▸ **YOUR GOAL**
Transcribe exactly the line in which "the green grass" occurs, plus every line that comes after it up to the end of the entries.

(Stored records)
----

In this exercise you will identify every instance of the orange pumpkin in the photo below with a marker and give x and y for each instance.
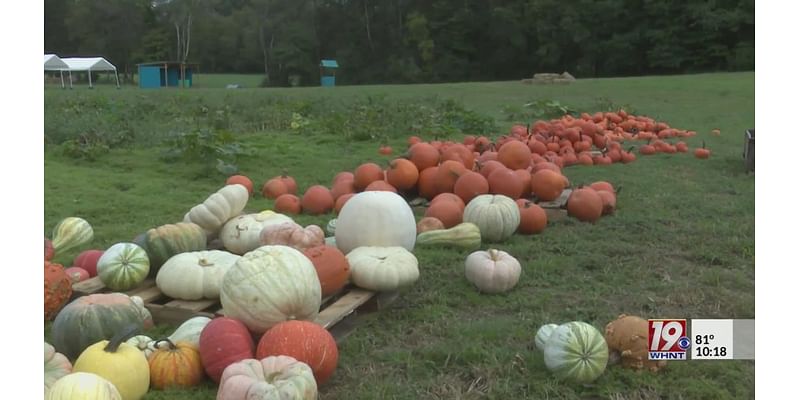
(470, 185)
(317, 200)
(402, 174)
(175, 365)
(304, 341)
(57, 289)
(532, 217)
(332, 267)
(288, 204)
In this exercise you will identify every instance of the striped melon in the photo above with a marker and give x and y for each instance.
(70, 233)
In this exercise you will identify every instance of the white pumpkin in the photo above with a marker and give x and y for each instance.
(144, 343)
(492, 271)
(194, 275)
(218, 208)
(496, 215)
(190, 331)
(576, 351)
(382, 268)
(375, 218)
(543, 334)
(269, 285)
(241, 234)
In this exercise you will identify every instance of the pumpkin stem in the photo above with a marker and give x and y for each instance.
(123, 335)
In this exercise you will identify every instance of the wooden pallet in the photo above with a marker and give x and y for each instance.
(338, 313)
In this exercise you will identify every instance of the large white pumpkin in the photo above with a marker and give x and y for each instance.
(382, 268)
(576, 351)
(241, 234)
(195, 275)
(269, 285)
(496, 215)
(375, 218)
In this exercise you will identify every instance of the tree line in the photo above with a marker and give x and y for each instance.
(407, 41)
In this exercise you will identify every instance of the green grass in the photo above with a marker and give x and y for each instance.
(681, 244)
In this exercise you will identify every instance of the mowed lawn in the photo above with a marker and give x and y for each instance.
(681, 244)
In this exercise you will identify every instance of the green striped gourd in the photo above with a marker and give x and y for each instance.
(70, 233)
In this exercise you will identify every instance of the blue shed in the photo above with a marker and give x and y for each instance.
(165, 74)
(327, 72)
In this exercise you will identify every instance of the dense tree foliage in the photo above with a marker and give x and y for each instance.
(402, 41)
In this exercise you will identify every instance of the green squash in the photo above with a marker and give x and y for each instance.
(465, 235)
(89, 319)
(123, 266)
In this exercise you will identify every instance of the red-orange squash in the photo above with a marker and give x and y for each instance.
(304, 341)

----

▸ **WRITTEN SOLUTION**
In this exercise you will identify every instance of the green grass in the photo above with a marker and give x and y for each instance.
(681, 244)
In this exercise you will identify every instance of the mowed lawn in the photo above with a marker and give x and y for each instance.
(681, 244)
In this exercise you will identify every instance of the green striped gourd in the photo above with a marker and give x and y for each instance.
(70, 233)
In this exercise you will identify every instance of the blue shed in the photo above with a marker and give x and y for each instance.
(165, 74)
(327, 72)
In this exercise you will identify every instance of the dense tree foliage in the photo above with a marker and give x and y for each instance.
(402, 41)
In this exercise you will identify every instance of the green squash in the photo above with a marker and give x and y for each instance.
(465, 235)
(89, 319)
(123, 266)
In this exercise you will identify every instance of the red-orange squash in the photo above with a marker and give x and y for each instance.
(304, 341)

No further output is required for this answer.